#### Instructions to follow:
Which lines in the listing contain the string "target"? Gather each one and copy it out in full.

#### Records shown:
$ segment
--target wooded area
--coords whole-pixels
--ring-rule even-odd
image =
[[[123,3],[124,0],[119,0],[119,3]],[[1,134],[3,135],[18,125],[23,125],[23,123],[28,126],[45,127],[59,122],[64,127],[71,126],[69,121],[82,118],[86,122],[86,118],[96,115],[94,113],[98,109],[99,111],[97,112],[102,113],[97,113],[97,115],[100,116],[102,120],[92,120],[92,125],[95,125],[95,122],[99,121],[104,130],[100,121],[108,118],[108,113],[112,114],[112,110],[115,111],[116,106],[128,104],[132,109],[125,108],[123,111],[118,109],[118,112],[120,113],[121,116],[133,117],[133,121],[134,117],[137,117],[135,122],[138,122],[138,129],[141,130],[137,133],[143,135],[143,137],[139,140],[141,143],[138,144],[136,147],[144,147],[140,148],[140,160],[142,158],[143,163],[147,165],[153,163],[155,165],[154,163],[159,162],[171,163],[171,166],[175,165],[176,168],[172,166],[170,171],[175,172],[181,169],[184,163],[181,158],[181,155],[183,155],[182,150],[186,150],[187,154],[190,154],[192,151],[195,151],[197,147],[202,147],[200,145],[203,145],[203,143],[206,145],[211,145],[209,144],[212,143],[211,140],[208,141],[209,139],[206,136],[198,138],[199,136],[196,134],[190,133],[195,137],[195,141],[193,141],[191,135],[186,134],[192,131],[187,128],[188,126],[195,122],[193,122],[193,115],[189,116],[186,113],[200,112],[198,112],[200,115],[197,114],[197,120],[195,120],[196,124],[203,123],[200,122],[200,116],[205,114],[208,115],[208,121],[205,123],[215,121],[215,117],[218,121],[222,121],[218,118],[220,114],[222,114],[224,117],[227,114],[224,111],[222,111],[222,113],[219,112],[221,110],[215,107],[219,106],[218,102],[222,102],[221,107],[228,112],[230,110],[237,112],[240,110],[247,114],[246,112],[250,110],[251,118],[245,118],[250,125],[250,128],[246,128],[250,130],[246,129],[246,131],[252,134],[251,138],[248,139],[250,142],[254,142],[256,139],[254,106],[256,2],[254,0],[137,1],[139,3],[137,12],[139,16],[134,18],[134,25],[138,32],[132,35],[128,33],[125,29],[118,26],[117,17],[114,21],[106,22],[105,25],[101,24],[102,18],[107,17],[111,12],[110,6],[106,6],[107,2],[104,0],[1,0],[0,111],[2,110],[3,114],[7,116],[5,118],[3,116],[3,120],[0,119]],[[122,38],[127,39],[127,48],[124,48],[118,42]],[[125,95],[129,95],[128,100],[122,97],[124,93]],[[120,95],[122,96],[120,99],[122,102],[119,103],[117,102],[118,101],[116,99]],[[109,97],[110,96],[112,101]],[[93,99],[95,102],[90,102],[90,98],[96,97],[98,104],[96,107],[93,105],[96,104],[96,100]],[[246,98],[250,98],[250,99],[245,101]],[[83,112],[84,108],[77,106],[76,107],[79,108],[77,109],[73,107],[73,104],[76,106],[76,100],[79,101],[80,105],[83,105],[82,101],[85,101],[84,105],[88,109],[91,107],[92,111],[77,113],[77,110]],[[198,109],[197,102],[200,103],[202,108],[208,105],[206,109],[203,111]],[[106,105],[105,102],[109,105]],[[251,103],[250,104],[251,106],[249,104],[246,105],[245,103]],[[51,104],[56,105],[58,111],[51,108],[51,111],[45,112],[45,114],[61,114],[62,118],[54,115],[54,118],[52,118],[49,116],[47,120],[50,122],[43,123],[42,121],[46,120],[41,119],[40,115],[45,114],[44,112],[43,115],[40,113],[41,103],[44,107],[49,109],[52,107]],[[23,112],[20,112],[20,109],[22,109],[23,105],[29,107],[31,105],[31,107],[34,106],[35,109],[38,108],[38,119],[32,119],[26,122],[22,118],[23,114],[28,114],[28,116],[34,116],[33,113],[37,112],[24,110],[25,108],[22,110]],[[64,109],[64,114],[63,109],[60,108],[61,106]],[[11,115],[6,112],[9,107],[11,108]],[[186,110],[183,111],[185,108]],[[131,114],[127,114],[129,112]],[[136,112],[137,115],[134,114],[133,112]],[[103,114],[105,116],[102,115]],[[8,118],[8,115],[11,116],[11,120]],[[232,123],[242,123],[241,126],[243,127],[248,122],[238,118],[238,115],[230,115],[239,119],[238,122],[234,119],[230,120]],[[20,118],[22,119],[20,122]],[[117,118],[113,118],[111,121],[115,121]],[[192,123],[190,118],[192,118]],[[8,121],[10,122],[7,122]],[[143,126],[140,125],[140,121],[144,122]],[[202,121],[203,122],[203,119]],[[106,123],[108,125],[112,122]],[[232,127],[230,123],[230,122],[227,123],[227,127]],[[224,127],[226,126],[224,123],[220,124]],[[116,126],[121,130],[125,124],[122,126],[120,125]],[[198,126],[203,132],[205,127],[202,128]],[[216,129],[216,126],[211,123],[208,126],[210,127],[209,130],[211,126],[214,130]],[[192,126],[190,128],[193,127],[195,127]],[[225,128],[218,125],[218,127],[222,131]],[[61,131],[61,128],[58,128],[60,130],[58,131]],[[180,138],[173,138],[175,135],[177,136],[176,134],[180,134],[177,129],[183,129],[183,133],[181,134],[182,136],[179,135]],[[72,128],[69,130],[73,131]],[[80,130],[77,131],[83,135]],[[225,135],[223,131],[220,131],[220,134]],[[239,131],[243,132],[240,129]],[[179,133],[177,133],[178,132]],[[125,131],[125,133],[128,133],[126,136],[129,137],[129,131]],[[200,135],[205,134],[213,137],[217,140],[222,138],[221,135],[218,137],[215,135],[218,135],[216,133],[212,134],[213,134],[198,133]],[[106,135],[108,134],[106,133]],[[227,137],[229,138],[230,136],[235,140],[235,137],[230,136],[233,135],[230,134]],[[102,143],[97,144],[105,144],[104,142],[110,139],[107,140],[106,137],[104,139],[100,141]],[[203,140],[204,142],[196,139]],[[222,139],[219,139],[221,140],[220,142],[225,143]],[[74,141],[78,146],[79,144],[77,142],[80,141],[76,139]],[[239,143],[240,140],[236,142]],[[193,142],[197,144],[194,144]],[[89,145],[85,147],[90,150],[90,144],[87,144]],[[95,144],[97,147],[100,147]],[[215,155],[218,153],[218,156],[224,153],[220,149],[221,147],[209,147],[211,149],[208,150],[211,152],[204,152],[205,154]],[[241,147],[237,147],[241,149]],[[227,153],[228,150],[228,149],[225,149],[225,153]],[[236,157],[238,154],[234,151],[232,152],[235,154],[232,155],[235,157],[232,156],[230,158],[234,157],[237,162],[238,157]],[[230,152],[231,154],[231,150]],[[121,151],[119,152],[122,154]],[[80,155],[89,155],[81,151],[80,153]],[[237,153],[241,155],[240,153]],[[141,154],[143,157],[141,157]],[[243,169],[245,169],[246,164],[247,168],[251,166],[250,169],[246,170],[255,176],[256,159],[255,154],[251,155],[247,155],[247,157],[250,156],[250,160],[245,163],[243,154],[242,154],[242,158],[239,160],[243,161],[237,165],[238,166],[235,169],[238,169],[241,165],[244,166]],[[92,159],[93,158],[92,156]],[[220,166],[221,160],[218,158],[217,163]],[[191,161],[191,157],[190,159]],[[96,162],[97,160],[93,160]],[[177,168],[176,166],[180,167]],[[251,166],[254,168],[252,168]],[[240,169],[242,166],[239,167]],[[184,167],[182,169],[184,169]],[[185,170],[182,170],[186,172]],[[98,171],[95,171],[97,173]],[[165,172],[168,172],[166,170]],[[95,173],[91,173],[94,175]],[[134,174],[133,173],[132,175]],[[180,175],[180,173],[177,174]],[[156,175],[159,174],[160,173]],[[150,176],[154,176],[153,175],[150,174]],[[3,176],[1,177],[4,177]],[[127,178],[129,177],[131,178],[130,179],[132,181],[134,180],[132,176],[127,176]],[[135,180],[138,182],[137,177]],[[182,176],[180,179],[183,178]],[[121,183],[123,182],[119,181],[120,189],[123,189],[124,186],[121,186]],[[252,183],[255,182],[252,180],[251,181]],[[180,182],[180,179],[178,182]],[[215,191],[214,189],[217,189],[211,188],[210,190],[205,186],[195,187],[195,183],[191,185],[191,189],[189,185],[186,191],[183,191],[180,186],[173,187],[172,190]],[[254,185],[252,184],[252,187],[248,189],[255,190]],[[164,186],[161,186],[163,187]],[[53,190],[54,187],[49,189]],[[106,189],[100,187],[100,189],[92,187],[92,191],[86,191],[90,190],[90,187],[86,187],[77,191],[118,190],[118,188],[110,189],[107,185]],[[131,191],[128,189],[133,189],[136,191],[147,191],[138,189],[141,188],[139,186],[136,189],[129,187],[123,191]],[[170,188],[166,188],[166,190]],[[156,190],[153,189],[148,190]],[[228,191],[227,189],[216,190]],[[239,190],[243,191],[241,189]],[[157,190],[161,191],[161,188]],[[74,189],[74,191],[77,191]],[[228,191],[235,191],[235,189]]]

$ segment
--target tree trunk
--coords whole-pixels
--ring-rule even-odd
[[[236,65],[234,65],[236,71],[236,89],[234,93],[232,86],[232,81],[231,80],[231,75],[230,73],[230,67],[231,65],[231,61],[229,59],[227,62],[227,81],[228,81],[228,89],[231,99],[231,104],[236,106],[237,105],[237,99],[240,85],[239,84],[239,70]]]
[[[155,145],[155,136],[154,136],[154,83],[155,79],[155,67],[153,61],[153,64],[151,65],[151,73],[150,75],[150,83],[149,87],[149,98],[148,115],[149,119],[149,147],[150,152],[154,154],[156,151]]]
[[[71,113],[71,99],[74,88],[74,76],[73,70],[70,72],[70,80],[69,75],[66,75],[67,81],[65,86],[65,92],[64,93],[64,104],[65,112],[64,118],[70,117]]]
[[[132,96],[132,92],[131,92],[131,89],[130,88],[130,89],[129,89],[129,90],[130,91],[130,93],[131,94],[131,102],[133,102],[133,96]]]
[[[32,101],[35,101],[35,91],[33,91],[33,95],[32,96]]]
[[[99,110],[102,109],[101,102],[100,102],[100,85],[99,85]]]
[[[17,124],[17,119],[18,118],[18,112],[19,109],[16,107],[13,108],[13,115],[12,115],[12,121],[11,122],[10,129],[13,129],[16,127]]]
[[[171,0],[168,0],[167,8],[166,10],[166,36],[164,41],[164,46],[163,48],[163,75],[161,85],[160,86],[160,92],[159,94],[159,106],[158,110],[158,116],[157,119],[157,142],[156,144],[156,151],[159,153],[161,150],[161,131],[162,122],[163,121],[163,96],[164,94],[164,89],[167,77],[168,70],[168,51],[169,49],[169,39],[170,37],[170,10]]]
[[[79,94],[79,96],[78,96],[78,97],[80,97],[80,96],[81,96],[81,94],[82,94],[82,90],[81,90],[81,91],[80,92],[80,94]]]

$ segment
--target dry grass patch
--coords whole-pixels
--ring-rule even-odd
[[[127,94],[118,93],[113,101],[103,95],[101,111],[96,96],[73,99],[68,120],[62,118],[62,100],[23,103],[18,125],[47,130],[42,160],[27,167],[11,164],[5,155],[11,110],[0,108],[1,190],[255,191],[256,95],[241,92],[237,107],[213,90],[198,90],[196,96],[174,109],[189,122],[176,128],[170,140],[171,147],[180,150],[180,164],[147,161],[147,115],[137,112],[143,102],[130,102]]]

#### Task solution:
--target wooded area
--target tree trunk
--target dry grass patch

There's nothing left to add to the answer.